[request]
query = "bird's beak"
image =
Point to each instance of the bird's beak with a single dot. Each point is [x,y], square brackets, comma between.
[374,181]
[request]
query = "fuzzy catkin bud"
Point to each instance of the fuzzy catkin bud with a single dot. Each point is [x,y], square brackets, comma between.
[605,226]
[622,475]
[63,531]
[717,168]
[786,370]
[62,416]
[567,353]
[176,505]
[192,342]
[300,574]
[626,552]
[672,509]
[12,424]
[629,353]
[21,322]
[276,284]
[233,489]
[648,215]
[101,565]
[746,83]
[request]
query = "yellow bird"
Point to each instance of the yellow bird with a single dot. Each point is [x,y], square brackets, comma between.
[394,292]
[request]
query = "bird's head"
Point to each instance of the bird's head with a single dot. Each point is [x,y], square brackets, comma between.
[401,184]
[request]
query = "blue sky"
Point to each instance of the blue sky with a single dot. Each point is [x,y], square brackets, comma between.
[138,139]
=======
#### TASK INSTRUCTIONS:
Could you write out all of the lines above again, swapping each "single dot" for "single mark" and leaving everything else untouched?

#### EXERCISE ANSWER:
[request]
query = "bird's beak"
image =
Point to each instance of the bird's beak with a single mark. Each point is [x,y], square brackets, comma between.
[374,181]
[request]
query = "fuzzy catkin bud"
Point to each instance of the fuzzy catkin bud with a single mark. Each point is [x,y], square brackets, comma between.
[605,226]
[622,475]
[63,531]
[717,168]
[786,370]
[62,416]
[567,353]
[176,505]
[192,342]
[300,574]
[626,552]
[672,509]
[12,424]
[629,353]
[21,322]
[276,284]
[233,489]
[648,215]
[101,565]
[746,83]
[request]
query = "yellow bird"
Point to each instance of the yellow bird with a single mark. Each point is [x,y], square brackets, comma between.
[394,292]
[request]
query = "bird's head"
Point to each instance of the bird's head with a single mark. Each point is [x,y], square brackets, comma between.
[401,184]
[request]
query = "blue sky"
Point to each instance of the blue sky with a single mark. Each point is [x,y], square brackets, comma between.
[138,139]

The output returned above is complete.